==== Text segment ====
7.10.4. Humane destruction Humane destruction of livestock is another strategy which may be applicable at times of very low livestock prices, or when animals are unfit to be transported. Humane destruction should be carried out when animals are approaching a condition too poor to survive. Decreasing competition for feed will help the remaining animals to stay in better condition and be more productive following the drought.
7.10.5. Adjusting grazing strategies during drought Below is a list of strategies to help producers avoid crisis in times of drought. It is best to assess options at the first sign of drought. • Adjust stocking rate to the carrying capacity of dry years. Reduce stocking rate early. Increase stocking rate gradually after the drought, over a period of 1–3 years. • Graze areas with limited water reserves first. • Rest pastures or delay grazing in all pastures periodically. Lengthen pasture rest periods during slow or no growth times. Plants can withstand severe grazing if followed by proper rest periods. These rest periods allow plants time to replenish tissues above and below the ground. • Maintain emergency pastures that can be used during emergencies.
==== Dataset content ====
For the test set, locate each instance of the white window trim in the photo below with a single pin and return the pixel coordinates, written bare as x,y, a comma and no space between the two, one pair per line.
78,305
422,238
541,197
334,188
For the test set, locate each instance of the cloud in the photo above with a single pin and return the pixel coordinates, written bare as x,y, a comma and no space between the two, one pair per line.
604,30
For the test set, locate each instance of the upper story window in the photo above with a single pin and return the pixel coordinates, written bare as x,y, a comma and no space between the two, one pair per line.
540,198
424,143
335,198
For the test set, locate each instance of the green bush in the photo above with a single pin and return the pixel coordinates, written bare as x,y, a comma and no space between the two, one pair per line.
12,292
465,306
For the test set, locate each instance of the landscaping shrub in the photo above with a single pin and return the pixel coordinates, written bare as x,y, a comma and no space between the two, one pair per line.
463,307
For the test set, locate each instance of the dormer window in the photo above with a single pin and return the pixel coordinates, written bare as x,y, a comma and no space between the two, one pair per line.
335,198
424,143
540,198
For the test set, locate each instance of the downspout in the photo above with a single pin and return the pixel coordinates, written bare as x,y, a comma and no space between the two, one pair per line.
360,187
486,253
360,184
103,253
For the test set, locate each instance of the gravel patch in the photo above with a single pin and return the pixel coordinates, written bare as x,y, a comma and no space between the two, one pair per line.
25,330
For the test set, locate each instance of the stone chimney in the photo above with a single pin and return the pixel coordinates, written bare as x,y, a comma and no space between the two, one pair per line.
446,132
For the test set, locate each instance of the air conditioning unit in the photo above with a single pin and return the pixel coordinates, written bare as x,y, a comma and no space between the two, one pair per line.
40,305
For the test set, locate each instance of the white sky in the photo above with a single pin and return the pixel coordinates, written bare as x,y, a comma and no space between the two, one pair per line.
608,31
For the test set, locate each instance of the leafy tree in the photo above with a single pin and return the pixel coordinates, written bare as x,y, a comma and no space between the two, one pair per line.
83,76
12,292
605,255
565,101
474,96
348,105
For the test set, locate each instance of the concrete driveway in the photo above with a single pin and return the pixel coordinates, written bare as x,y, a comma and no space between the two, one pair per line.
====
Retype the stretch of the drought livestock text from "7.10.4. Humane destruction" through "following the drought." word for word.

7.10.4. Humane destruction Humane destruction of livestock is another strategy which may be applicable at times of very low livestock prices, or when animals are unfit to be transported. Humane destruction should be carried out when animals are approaching a condition too poor to survive. Decreasing competition for feed will help the remaining animals to stay in better condition and be more productive following the drought.